PROVIDED PASSAGE:
_ _ _
My adviser wants my whole proposal written for my project by the end of this coming week, and this is after we recently revamped the whole project, so in some ways I had to start over with my writing. It was almost a month ago that we last met, but between me being sick, and general craziness teaching wise, I have not been able to work on the project very much. But today was very encouraging as the Lord gave me what I needed in order to keep a major section of my first proposal and incorporate it in my second proposal. So now I am quite hopeful that the Lord will give me the grace to get this done.

This all comes in the midst of extreme stress due to proposed budget cuts for next year. The superintendent wants to make cuts in the music program, specifically the elementary instrumental (band and strings) program. If these proposed cuts make it into the final budget, there will be major changes in our music program next year. Right now I am teaching a four day student load in three days. If my time is cut more, my program will be basically ruined because there is no way you can teach 80 some kids in two days and still have quality. A worse possibility still is that I would be transferred to another school. What to do with all that? Please pray that I would surrender these things to the Lord, because in the end, His will will be done no matter if I've stressed over it or not. The possibility of change is scary for a number of reasons. But who knows, I suppose if the Lord wanted me there full time next year, He could work that out in the midst of all these budget woes. So..."be still and know that I am God" (Psalm 46:10).
_ _ _
EXERCISE DIRECTIONS: From the passage about the project proposal and budget cuts, list every possible result of the proposed cuts that the writer names.
_ _ _
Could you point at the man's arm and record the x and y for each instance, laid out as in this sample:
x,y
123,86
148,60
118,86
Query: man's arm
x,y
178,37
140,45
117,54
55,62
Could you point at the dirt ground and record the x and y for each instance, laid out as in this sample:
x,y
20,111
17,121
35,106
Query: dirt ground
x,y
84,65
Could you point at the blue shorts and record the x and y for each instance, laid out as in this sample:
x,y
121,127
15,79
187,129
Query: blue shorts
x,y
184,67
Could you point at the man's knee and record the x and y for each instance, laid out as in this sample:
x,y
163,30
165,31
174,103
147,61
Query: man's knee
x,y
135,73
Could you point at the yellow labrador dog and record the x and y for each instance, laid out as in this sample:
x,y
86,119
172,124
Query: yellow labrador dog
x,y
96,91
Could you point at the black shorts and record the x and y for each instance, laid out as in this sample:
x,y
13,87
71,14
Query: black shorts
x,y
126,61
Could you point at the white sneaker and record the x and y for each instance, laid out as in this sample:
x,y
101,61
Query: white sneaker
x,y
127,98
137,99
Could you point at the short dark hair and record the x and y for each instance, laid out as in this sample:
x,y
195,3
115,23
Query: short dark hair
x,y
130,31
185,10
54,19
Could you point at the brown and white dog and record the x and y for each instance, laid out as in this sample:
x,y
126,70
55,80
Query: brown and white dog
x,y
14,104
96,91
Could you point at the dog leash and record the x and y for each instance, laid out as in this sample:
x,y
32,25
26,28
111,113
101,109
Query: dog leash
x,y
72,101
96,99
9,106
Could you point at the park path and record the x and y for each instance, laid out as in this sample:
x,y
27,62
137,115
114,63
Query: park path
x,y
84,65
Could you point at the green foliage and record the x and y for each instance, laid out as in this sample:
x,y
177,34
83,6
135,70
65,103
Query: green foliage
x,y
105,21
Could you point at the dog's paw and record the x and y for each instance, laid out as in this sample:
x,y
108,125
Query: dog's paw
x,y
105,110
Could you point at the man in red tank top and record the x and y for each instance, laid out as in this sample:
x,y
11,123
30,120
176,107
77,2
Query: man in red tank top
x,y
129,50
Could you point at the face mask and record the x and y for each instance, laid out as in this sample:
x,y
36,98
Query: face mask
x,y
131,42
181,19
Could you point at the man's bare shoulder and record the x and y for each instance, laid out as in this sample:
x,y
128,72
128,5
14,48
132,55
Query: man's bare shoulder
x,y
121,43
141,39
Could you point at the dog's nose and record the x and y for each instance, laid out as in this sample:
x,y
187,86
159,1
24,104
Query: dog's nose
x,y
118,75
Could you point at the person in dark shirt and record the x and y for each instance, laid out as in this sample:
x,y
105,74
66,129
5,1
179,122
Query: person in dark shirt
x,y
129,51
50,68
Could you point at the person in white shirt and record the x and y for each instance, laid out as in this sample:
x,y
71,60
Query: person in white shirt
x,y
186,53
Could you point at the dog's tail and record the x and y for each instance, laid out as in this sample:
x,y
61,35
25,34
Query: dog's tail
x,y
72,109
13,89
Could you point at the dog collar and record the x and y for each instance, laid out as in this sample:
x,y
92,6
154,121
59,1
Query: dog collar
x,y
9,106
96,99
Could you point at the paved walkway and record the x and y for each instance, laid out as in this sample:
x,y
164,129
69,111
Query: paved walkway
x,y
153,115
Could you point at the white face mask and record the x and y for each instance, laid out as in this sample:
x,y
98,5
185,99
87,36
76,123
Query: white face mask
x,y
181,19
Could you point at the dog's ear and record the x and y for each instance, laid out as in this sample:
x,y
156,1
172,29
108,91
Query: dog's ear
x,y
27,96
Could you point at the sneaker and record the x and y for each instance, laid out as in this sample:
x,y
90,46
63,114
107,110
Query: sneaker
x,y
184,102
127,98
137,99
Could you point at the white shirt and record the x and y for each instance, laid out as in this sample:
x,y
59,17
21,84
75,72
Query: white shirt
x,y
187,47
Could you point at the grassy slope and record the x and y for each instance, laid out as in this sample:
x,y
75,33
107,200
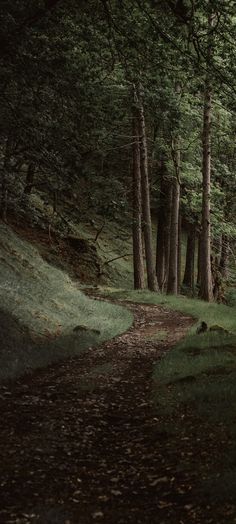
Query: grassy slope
x,y
197,381
40,306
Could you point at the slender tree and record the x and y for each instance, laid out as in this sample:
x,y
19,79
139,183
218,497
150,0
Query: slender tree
x,y
172,283
138,264
147,222
206,292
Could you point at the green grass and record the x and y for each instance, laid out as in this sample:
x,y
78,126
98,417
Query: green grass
x,y
212,313
41,306
201,369
194,388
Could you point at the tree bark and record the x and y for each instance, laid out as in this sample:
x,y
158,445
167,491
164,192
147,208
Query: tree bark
x,y
4,182
224,256
29,179
163,229
206,292
147,222
179,252
199,260
172,283
188,279
138,264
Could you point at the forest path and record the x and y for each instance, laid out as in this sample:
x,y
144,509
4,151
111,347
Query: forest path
x,y
81,442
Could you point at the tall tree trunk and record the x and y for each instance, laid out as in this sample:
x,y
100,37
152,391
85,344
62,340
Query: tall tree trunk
x,y
206,292
163,227
179,253
138,264
147,225
224,256
199,260
188,279
167,230
29,179
172,283
4,182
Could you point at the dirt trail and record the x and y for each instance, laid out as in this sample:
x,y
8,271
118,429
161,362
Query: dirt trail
x,y
81,442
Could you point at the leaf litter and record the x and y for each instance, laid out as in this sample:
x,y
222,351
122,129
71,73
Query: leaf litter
x,y
73,454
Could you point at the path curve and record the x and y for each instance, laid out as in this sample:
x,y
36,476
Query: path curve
x,y
80,441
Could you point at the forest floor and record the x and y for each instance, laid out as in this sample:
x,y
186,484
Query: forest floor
x,y
82,441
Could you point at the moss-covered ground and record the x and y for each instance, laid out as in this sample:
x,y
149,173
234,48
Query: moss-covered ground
x,y
40,306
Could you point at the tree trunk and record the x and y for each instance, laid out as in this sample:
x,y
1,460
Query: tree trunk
x,y
172,283
206,277
224,256
167,230
188,280
199,260
179,253
163,227
29,179
138,264
4,183
147,225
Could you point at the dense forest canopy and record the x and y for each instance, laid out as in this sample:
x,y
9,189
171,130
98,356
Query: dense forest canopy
x,y
128,109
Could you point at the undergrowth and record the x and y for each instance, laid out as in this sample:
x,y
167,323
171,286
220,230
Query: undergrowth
x,y
194,386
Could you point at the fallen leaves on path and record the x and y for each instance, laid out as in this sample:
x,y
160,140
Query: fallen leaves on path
x,y
82,442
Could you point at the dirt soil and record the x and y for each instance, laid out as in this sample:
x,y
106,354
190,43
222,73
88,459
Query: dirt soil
x,y
82,442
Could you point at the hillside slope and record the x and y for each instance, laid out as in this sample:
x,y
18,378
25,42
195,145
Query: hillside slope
x,y
44,316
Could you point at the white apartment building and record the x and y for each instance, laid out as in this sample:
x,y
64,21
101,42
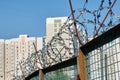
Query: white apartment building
x,y
53,25
2,64
16,50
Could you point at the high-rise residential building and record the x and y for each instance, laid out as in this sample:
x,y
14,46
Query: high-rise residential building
x,y
16,50
2,57
53,25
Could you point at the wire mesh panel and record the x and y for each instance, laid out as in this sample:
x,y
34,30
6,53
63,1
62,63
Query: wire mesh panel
x,y
68,73
103,62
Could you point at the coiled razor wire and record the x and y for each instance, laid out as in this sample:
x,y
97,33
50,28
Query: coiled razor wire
x,y
64,44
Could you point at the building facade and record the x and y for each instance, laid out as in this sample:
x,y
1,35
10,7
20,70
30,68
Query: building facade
x,y
15,51
2,57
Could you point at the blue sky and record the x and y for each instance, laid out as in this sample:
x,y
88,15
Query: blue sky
x,y
29,16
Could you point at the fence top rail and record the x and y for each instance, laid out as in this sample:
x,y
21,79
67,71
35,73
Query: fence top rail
x,y
67,63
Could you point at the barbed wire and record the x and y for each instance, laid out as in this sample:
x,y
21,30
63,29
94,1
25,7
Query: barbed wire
x,y
64,44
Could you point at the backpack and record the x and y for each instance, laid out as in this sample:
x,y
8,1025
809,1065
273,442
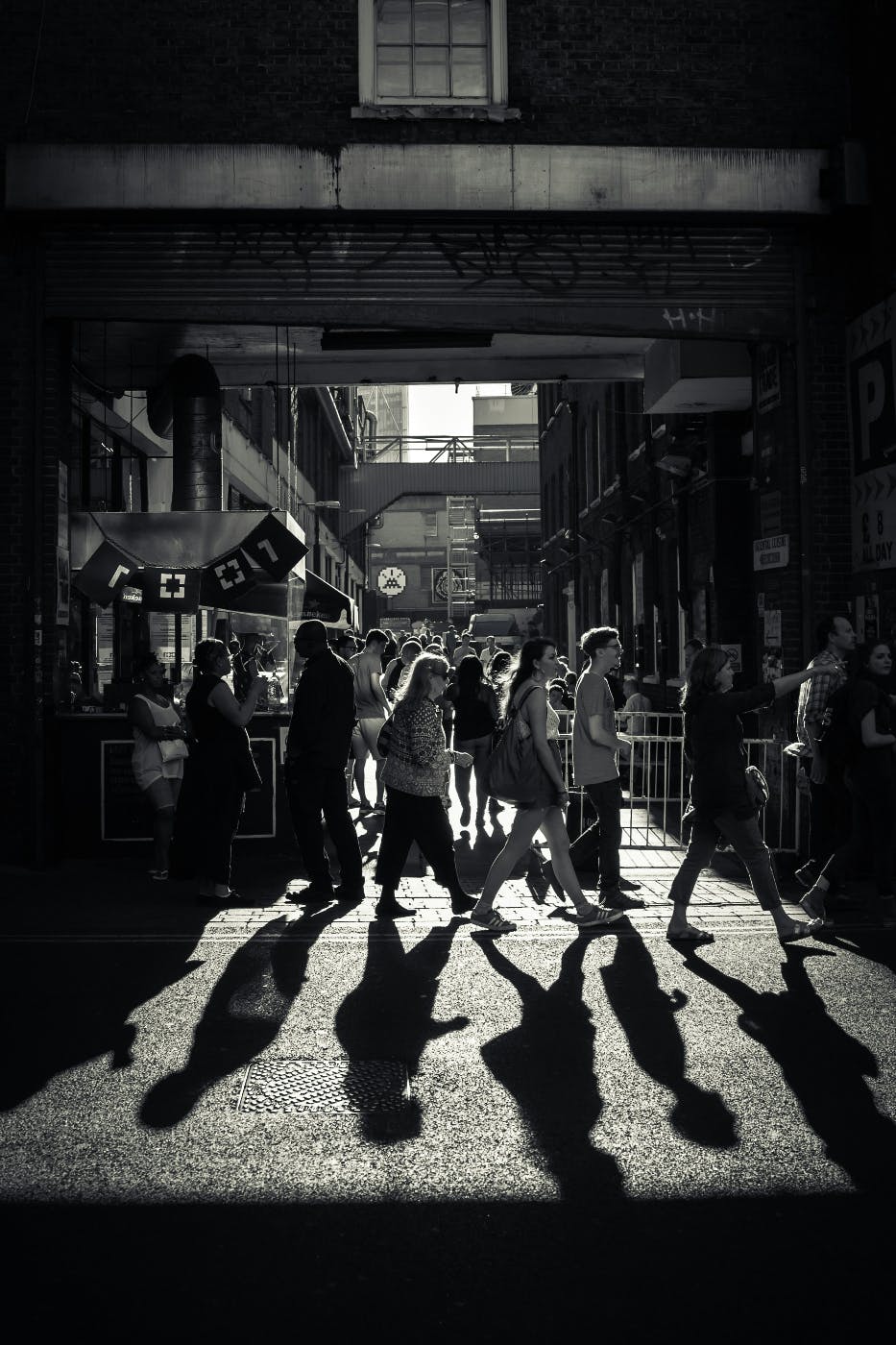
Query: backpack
x,y
838,740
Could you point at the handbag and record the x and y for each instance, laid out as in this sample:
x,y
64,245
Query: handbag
x,y
383,737
173,749
514,773
758,789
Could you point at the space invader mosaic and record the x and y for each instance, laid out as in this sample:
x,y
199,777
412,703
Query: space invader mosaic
x,y
299,1086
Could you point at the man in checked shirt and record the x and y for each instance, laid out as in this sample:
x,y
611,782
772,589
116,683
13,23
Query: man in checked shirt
x,y
829,799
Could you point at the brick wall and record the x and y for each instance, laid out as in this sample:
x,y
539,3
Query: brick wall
x,y
702,71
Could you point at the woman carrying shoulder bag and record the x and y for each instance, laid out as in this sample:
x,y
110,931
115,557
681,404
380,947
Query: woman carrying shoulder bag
x,y
475,719
159,753
720,796
222,769
526,705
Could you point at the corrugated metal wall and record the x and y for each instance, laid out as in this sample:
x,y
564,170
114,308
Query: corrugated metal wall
x,y
472,271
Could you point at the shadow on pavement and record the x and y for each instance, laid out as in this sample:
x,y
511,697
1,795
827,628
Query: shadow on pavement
x,y
647,1015
244,1015
546,1064
71,1004
821,1063
389,1015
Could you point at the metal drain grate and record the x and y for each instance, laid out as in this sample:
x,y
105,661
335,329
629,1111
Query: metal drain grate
x,y
295,1085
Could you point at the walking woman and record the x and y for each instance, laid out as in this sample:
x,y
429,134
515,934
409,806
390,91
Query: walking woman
x,y
416,779
159,752
221,767
871,777
527,702
718,795
475,717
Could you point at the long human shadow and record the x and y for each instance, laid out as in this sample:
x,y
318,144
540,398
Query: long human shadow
x,y
822,1064
647,1015
389,1015
546,1064
242,1015
73,1002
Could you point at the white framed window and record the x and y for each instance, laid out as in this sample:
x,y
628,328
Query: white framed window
x,y
432,53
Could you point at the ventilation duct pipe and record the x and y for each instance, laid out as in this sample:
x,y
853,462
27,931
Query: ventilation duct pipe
x,y
195,405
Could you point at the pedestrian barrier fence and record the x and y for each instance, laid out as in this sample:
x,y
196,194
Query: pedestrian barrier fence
x,y
655,786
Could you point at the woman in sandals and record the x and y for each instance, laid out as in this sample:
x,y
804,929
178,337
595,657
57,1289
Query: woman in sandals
x,y
718,795
416,779
475,717
159,750
527,705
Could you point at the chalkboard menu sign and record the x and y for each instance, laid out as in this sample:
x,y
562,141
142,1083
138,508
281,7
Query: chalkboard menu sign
x,y
125,816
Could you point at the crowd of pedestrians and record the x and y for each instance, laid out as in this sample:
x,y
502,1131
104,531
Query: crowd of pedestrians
x,y
428,709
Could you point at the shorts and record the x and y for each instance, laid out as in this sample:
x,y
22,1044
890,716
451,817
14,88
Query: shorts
x,y
147,773
369,732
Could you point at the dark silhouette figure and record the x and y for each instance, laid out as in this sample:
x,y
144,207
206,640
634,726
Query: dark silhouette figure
x,y
822,1065
74,1008
647,1015
388,1015
245,1012
547,1066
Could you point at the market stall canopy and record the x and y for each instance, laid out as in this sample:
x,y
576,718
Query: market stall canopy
x,y
177,561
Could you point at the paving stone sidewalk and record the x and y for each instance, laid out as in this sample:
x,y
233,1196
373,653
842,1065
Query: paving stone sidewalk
x,y
117,900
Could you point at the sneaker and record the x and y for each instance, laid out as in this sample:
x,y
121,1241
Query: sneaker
x,y
597,915
814,904
806,876
617,900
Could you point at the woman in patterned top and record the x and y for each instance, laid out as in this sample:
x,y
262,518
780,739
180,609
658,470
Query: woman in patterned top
x,y
416,777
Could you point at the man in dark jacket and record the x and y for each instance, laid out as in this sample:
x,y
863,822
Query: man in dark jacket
x,y
318,742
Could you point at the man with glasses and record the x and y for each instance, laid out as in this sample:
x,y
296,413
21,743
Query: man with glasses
x,y
594,766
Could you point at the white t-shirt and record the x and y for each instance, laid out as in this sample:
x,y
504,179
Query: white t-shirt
x,y
593,762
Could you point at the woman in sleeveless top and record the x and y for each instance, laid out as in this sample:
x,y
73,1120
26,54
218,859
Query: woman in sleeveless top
x,y
221,769
527,699
159,750
475,717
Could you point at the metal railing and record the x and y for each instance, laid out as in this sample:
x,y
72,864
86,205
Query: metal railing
x,y
436,448
655,787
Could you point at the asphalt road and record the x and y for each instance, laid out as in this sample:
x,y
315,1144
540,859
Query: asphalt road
x,y
596,1132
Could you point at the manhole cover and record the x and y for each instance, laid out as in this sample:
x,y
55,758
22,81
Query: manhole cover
x,y
291,1085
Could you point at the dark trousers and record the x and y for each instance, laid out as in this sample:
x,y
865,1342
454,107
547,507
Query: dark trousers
x,y
220,810
873,819
423,819
316,795
748,844
831,816
599,844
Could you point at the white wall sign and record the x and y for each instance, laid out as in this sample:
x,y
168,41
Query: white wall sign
x,y
392,580
771,553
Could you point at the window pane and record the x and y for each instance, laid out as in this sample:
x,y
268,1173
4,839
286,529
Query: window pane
x,y
393,71
469,20
430,73
393,20
470,76
430,20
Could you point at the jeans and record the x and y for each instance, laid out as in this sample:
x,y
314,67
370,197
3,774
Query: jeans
x,y
745,838
873,818
831,811
314,790
410,817
603,837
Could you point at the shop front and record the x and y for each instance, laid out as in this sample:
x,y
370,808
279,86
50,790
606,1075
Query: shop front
x,y
164,581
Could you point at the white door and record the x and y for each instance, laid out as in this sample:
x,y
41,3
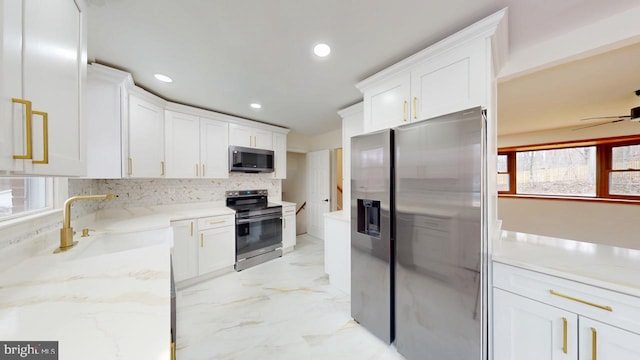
_ _ _
TASK ANSWER:
- Major changes in the music program next year
- The writer's program being basically ruined if the writer's time is cut more
- The writer being transferred to another school